* EXERCISE BRIEF *
All of the records below need to be copied exactly.

'''

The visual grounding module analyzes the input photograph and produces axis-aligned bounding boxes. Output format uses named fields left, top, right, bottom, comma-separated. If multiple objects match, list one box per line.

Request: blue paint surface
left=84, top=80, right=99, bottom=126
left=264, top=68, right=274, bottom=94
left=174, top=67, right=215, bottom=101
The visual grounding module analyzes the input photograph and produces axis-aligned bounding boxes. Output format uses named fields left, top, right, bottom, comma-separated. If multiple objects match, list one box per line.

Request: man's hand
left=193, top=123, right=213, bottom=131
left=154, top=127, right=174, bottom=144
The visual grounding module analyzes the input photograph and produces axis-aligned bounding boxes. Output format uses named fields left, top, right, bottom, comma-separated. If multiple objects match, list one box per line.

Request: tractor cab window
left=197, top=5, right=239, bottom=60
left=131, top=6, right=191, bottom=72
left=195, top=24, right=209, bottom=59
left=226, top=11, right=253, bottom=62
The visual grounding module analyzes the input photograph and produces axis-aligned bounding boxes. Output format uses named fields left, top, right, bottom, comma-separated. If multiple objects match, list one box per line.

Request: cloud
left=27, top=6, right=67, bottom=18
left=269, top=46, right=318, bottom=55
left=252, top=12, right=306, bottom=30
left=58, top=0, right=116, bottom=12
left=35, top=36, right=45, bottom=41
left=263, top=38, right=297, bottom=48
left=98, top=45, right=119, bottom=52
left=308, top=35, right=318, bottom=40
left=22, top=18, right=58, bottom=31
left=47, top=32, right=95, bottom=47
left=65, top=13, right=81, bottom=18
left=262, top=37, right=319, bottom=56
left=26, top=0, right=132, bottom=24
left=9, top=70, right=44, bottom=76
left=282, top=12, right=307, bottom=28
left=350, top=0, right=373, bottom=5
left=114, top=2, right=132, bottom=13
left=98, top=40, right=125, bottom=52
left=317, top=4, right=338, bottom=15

'''

* WRITTEN RESPONSE *
The visual grounding module analyzes the input photograph and produces axis-aligned bounding boxes. Output format uses named fields left, top, right, bottom, comma-separated. If multiple objects match, list one box per line.

Request: blue paint surface
left=84, top=80, right=99, bottom=126
left=264, top=68, right=274, bottom=94
left=174, top=67, right=215, bottom=101
The visual grounding module analyzes the input photograph and produces axis-aligned bounding boxes. Output format uses named fields left, top, right, bottom, comma-separated. If multiple objects match, list one box per line.

Request: man's hand
left=193, top=123, right=213, bottom=131
left=154, top=127, right=174, bottom=144
The visual grounding module analyzes the input photograph and produces axis-aligned bounding boxes. Output format uses named fields left, top, right, bottom, comma-separated. If multiple objects match, list one box per line.

Request: tractor cab window
left=197, top=5, right=239, bottom=60
left=131, top=6, right=191, bottom=72
left=195, top=24, right=209, bottom=59
left=226, top=11, right=253, bottom=62
The visual grounding module analyzes the input photograph and produces axis-aligned bounding boxes. Output format uses named fields left, top, right, bottom, comma-separated. If multiple objects match, list one box per line.

Request: cloud
left=27, top=6, right=67, bottom=18
left=269, top=46, right=318, bottom=55
left=252, top=12, right=306, bottom=30
left=58, top=0, right=116, bottom=12
left=35, top=36, right=45, bottom=41
left=263, top=38, right=297, bottom=48
left=98, top=45, right=119, bottom=52
left=308, top=35, right=318, bottom=40
left=22, top=18, right=58, bottom=31
left=47, top=32, right=95, bottom=47
left=65, top=13, right=81, bottom=18
left=262, top=37, right=319, bottom=56
left=26, top=0, right=132, bottom=24
left=9, top=70, right=44, bottom=76
left=282, top=12, right=307, bottom=28
left=350, top=0, right=373, bottom=5
left=114, top=2, right=132, bottom=13
left=98, top=40, right=125, bottom=52
left=317, top=4, right=338, bottom=15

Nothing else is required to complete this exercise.